§ Kutipan Teks
Ecobiz.asia – Pemerintah Indonesia terus memperkuat posisi Carbon Capture and Storage (CCS) dan Carbon Capture Utilization and Storage (CCUS) sebagai pilar strategis dalam mencapai target Net Zero Emission (NZE) 2060.
Meski menghadapi sejumlah tantangan, potensi bisnis dari teknologi penyimpanan karbon ini dinilai sangat besar, terutama bagi industri hulu migas dan sektor-sektor sulit didekarbonisasi.
Dalam webinar “Menakar Potensi Bisnis CCS/CCUS di Indonesia” yang digelar oleh Aliansi Jurnalis Energi Indonesia (AJEI), Sekretaris Jenderal Kementerian ESDM, Dadan Kusdiana, menegaskan bahwa CCS bukanlah penghambat transisi energi, melainkan jembatan realistis menuju dekarbonisasi. “Masih ada sektor yang belum bisa sepenuhnya beralih ke energi terbarukan. Di situlah CCS berperan,” kata Dadan, Selasa (22/7/2025).
Ia juga menegaskan bahwa pemerintah telah menyiapkan fondasi regulasi yang cukup solid dibandingkan negara tetangga, serta menjalin kerja sama internasional, termasuk proyek percontohan lintas batas dengan Singapura sejak 2022. Fokus kerja sama tersebut mencakup pengembangan regulasi, studi kelayakan, dan kerangka hukum untuk transportasi dan penyimpanan karbon antarnegara.
Koordinator Pokja Migas Non-Konvensional Kementerian ESDM, Dwi Adi Nugroho, menambahkan bahwa Indonesia tengah menyiapkan dua skema bisnis utama CCS/CCUS dalam peraturan pemerintah yang sedang disusun.
Dwi Adi menyoroti pentingnya payung hukum bilateral agar kerja sama lintas negara tidak merugikan Indonesia. “Kita tidak mau hanya jadi tempat buang karbon. Harus ada kaitan langsung dengan investasi,” ujarnya.

§ Daftar Tugas
**a)** Salin bagian artikel CCS/CCUS di atas dari "Meski menghadapi sejumlah" sampai "Dadan, Selasa (22/7/2025)." tanpa mengubah satu kata pun.
**b)** Jelaskan dalam satu sampai tiga kalimat mengapa Dwi Adi Nugroho menilai payung hukum bilateral penting, menurut artikel CCS/CCUS di atas.

§ Cuplikan Data
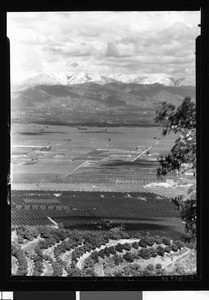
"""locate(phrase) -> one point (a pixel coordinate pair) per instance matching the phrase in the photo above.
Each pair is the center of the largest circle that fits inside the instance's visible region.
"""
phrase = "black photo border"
(199, 282)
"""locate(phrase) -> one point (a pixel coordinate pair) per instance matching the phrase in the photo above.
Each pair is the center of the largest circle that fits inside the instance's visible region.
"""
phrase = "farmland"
(70, 158)
(77, 192)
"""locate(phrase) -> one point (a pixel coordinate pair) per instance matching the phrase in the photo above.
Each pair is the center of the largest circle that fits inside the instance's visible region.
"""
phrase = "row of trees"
(182, 156)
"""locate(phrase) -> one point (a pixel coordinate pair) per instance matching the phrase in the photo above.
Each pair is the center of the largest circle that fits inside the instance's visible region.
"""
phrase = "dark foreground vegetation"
(49, 251)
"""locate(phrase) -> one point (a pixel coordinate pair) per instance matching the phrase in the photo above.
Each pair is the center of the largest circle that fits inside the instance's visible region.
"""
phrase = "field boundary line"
(156, 142)
(177, 258)
(83, 164)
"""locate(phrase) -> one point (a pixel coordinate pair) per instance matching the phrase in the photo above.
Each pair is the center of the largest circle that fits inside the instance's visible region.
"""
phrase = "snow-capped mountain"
(61, 78)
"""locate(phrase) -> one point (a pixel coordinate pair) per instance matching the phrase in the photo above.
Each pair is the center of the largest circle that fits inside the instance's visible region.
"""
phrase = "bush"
(160, 250)
(119, 247)
(117, 259)
(174, 247)
(158, 266)
(107, 251)
(101, 253)
(142, 243)
(88, 263)
(127, 246)
(166, 241)
(94, 256)
(135, 245)
(147, 272)
(75, 272)
(158, 240)
(167, 249)
(150, 267)
(144, 253)
(180, 244)
(118, 274)
(128, 257)
(149, 240)
(153, 252)
(57, 269)
(90, 273)
(112, 250)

§ Jawaban per Tugas
**a)**
Meski menghadapi sejumlah tantangan, potensi bisnis dari teknologi penyimpanan karbon ini dinilai sangat besar, terutama bagi industri hulu migas dan sektor-sektor sulit didekarbonisasi.
Dalam webinar “Menakar Potensi Bisnis CCS/CCUS di Indonesia” yang digelar oleh Aliansi Jurnalis Energi Indonesia (AJEI), Sekretaris Jenderal Kementerian ESDM, Dadan Kusdiana, menegaskan bahwa CCS bukanlah penghambat transisi energi, melainkan jembatan realistis menuju dekarbonisasi. “Masih ada sektor yang belum bisa sepenuhnya beralih ke energi terbarukan. Di situlah CCS berperan,” kata Dadan, Selasa (22/7/2025).

**b)** Payung hukum bilateral diperlukan agar kerja sama lintas negara tidak merugikan Indonesia. Menurut Dwi Adi, Indonesia tidak mau hanya menjadi tempat buang karbon, sehingga harus ada kaitan langsung dengan investasi.